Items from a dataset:

########################################

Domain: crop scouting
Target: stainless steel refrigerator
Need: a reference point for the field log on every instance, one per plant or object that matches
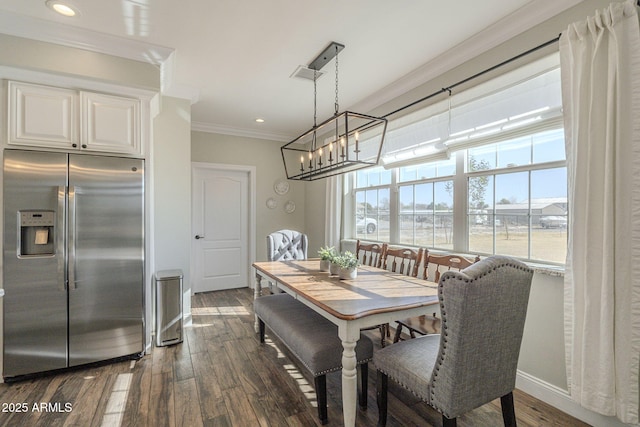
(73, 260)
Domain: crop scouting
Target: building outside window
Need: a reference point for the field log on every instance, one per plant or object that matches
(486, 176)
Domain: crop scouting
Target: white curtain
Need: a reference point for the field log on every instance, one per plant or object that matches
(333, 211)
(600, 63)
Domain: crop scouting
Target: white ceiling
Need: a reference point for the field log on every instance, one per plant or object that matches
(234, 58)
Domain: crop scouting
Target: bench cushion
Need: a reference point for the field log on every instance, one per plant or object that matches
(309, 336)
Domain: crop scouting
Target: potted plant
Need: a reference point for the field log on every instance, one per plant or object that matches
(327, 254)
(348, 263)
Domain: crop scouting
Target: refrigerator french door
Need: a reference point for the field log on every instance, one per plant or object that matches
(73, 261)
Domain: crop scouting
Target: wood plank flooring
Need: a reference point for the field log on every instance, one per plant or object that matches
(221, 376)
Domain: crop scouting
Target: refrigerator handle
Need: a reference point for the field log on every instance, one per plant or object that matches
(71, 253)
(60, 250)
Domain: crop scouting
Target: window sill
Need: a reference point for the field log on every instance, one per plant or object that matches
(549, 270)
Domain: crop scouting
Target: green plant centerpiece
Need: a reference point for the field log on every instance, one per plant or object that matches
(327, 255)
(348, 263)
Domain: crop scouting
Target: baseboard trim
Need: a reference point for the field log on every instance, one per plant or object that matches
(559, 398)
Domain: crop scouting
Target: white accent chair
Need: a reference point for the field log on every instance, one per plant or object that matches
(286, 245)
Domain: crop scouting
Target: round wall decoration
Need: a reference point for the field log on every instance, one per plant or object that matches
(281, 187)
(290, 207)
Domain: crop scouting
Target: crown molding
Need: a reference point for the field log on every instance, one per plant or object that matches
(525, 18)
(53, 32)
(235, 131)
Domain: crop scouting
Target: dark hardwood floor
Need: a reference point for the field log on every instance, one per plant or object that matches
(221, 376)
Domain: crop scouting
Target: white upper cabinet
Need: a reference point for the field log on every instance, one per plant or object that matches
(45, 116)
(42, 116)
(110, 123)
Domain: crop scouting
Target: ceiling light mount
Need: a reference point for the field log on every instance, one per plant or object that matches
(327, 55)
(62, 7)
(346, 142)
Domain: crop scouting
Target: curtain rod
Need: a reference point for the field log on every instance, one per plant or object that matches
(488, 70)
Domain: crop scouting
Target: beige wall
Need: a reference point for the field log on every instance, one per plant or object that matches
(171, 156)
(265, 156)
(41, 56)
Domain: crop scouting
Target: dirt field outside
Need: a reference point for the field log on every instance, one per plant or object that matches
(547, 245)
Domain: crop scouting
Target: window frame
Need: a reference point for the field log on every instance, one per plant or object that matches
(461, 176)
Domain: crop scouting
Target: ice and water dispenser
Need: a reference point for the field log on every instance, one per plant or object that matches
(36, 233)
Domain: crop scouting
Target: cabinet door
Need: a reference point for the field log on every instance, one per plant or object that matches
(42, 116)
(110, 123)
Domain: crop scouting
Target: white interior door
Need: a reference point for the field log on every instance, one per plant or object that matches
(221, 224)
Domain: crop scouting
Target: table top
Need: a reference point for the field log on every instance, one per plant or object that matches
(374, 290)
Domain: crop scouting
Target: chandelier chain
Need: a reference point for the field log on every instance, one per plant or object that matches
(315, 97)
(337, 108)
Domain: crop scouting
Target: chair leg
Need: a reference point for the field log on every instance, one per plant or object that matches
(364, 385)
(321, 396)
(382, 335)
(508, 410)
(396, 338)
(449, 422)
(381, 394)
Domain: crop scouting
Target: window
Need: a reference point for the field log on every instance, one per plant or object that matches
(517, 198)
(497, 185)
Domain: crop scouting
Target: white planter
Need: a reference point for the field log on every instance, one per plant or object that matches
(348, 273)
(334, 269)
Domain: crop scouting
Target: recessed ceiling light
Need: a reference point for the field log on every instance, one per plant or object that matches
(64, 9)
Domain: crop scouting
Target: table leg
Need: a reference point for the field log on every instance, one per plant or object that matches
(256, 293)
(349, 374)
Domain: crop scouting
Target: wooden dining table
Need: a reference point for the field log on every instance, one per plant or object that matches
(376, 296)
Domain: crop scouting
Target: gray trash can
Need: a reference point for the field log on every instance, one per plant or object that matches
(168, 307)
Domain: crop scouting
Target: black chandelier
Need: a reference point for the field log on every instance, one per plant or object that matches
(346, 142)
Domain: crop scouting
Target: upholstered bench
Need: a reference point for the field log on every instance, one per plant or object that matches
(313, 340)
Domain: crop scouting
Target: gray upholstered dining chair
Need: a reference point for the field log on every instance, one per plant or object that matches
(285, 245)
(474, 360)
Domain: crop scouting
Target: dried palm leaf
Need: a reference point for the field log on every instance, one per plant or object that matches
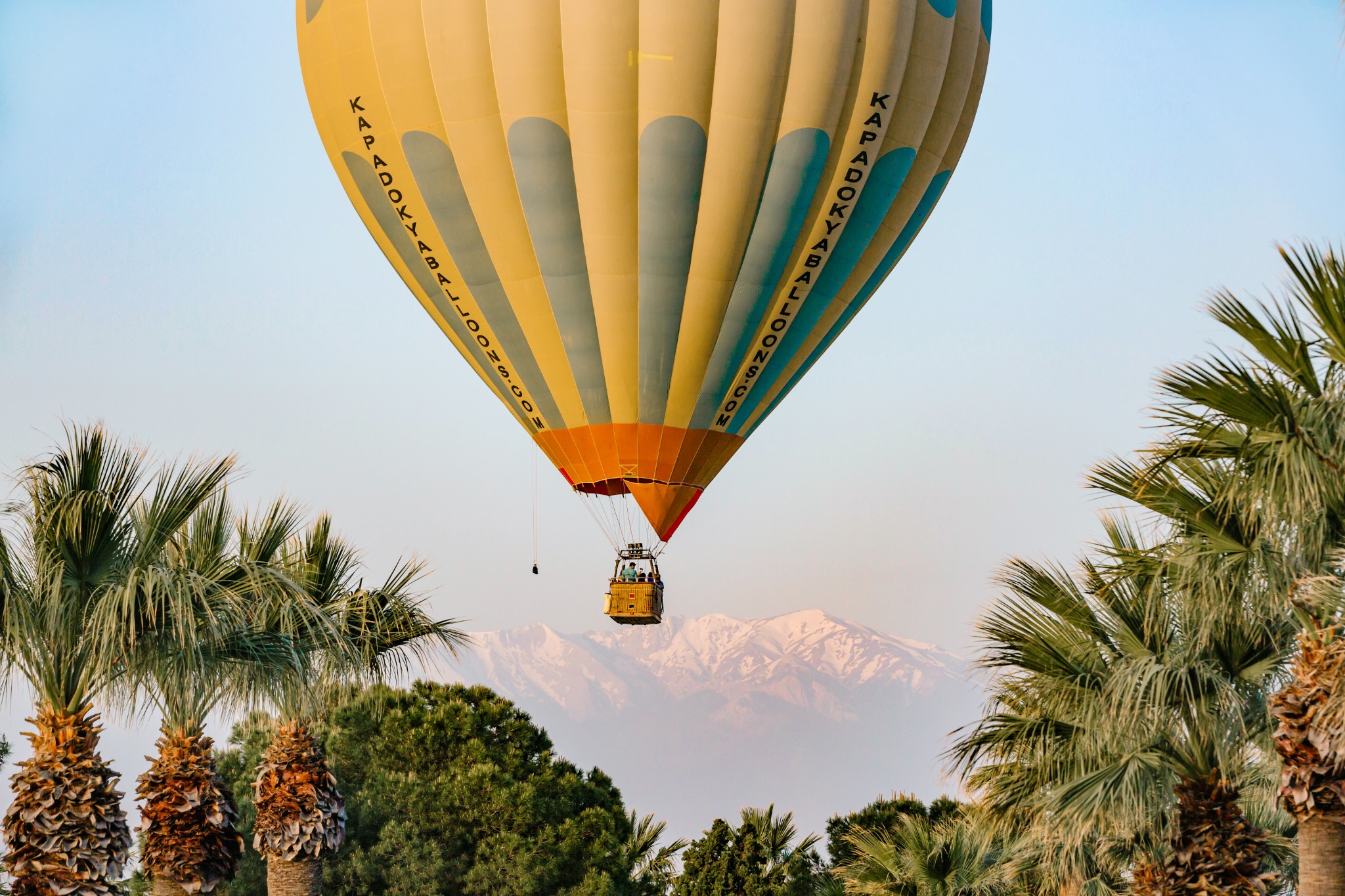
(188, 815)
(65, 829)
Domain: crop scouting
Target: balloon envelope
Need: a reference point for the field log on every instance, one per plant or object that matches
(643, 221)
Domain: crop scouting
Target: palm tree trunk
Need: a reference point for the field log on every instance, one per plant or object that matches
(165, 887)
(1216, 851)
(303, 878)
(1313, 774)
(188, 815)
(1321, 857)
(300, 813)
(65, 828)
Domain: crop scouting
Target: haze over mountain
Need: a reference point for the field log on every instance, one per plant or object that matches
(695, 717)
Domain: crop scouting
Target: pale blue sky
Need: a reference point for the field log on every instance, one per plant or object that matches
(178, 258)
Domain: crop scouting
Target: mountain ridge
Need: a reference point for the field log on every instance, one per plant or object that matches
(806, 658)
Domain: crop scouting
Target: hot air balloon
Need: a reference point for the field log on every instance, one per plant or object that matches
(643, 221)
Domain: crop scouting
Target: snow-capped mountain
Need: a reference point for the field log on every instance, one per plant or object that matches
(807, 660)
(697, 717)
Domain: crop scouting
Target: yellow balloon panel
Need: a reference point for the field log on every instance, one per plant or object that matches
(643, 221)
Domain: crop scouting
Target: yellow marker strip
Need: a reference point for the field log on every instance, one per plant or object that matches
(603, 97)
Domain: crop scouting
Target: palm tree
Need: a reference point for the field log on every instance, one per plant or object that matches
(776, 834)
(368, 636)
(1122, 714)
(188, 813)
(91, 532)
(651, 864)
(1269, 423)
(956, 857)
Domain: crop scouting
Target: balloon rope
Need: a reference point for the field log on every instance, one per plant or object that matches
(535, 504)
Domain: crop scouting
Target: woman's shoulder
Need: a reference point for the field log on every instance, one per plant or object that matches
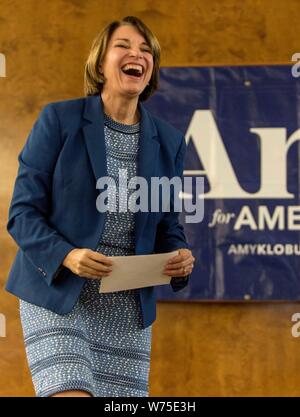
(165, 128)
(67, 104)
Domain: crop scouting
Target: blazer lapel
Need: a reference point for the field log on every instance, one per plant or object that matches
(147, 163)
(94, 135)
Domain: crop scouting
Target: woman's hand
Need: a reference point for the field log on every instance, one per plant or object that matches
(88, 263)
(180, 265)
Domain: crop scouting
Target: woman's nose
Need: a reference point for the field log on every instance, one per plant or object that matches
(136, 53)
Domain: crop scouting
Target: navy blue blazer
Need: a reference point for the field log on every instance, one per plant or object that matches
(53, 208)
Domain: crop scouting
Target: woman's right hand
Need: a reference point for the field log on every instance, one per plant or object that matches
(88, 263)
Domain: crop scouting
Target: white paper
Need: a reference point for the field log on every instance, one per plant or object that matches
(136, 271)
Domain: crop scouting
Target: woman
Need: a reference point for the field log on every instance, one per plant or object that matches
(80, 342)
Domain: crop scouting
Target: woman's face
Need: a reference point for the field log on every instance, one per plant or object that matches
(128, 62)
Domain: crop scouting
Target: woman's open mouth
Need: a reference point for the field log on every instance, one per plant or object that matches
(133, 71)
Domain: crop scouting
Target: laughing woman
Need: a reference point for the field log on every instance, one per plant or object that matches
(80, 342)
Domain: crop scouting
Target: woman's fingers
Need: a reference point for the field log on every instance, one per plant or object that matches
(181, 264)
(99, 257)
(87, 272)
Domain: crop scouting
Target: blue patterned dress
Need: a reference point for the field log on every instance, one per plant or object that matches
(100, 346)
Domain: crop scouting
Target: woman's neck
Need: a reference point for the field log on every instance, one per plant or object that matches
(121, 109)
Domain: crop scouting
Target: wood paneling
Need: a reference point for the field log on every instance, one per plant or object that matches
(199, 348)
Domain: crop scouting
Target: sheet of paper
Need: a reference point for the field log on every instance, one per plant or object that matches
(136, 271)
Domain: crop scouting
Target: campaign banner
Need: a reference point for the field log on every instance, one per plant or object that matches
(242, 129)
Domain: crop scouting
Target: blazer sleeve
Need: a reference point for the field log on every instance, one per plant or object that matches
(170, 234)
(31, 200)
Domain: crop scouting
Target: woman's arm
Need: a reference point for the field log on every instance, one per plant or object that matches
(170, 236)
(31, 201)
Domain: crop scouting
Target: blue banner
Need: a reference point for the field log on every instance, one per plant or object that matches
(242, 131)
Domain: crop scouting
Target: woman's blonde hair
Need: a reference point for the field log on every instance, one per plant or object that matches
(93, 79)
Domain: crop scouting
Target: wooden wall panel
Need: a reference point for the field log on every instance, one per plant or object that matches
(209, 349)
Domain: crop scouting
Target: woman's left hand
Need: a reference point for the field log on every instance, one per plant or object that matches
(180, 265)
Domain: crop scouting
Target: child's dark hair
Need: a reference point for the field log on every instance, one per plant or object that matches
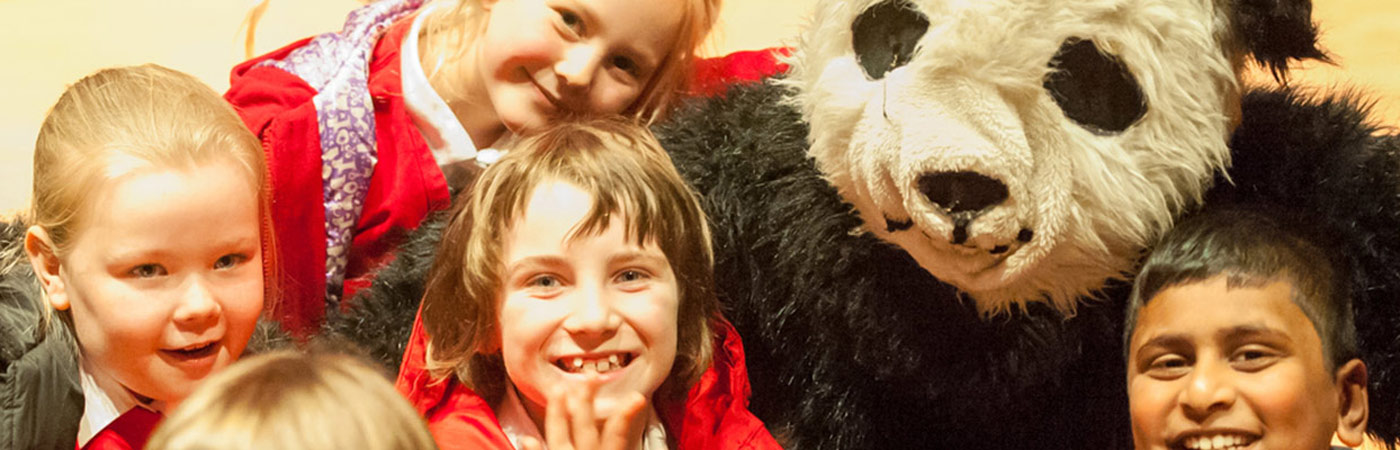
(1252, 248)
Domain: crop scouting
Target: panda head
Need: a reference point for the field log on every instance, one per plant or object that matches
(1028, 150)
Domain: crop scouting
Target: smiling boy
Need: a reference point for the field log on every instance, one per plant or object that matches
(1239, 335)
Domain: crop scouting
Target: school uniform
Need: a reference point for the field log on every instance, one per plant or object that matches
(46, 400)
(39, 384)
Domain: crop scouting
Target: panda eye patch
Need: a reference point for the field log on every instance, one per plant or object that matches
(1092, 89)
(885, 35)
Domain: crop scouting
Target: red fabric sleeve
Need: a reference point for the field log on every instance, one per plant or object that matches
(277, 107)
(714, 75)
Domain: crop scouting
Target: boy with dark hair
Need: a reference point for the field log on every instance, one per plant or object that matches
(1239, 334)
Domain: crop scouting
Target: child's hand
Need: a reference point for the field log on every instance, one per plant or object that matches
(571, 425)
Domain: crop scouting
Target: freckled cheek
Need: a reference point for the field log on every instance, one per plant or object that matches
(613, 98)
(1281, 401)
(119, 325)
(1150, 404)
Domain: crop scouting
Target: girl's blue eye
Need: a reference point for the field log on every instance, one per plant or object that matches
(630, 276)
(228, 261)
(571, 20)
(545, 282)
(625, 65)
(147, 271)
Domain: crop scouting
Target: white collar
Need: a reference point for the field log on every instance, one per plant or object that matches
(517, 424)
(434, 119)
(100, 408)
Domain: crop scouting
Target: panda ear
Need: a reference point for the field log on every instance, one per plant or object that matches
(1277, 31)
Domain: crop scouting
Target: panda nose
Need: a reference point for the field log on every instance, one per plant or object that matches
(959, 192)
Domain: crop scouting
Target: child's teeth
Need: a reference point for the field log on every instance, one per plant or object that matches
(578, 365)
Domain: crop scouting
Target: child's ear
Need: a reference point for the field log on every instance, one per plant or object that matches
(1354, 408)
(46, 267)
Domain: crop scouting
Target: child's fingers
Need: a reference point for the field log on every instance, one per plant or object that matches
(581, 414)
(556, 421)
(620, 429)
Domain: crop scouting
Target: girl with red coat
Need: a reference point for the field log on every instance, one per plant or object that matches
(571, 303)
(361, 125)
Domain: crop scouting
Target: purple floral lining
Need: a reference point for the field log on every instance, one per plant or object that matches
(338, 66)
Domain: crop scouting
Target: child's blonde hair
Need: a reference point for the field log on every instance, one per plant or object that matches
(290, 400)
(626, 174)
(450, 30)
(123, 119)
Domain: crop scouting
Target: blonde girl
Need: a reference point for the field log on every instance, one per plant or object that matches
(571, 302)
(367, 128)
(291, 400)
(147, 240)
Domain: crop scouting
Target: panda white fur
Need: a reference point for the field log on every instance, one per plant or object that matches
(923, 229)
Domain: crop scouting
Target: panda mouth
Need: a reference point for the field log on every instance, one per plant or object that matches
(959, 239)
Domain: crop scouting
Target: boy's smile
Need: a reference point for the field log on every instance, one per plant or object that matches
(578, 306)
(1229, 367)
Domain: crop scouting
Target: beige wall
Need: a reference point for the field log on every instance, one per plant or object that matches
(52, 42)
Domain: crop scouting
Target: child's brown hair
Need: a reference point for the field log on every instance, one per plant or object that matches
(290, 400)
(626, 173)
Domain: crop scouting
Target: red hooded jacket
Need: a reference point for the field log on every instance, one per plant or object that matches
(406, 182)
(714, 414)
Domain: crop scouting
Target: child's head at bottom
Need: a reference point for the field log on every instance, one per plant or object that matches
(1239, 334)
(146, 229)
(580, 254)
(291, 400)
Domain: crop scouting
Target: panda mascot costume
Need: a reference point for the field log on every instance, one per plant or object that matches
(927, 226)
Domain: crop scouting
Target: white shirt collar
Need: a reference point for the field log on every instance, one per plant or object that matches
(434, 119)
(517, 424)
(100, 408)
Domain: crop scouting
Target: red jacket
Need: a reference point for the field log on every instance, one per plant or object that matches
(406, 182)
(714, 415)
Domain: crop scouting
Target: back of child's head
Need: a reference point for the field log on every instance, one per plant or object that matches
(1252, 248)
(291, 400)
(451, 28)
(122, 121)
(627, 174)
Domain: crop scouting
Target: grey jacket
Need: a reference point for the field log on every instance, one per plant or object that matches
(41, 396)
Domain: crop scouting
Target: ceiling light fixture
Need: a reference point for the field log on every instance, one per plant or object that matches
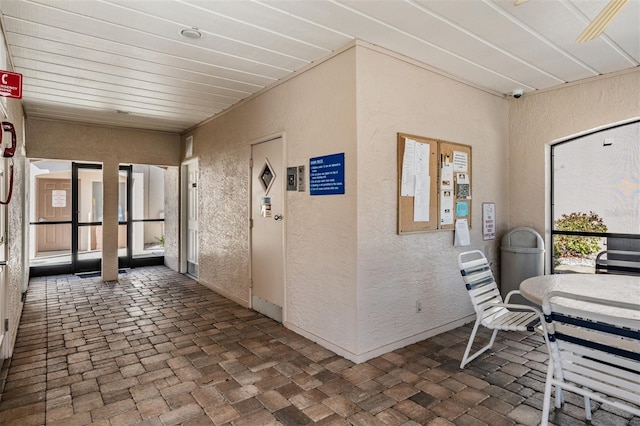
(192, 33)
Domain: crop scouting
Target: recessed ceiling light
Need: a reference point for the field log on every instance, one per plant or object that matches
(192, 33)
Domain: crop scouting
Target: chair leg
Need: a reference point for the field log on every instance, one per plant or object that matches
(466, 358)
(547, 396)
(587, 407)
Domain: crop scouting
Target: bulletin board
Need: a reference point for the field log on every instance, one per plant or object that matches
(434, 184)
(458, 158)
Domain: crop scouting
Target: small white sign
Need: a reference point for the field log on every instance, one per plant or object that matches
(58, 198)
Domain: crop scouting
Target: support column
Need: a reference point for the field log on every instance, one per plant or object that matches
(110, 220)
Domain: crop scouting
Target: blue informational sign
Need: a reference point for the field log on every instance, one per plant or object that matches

########################################

Identify every line in the rows above that contains the word "balloon", and copy each such line in full.

— Answer to the exercise —
Target: balloon envelope
Target: hot air balloon
Target: yellow balloon panel
Target: balloon rope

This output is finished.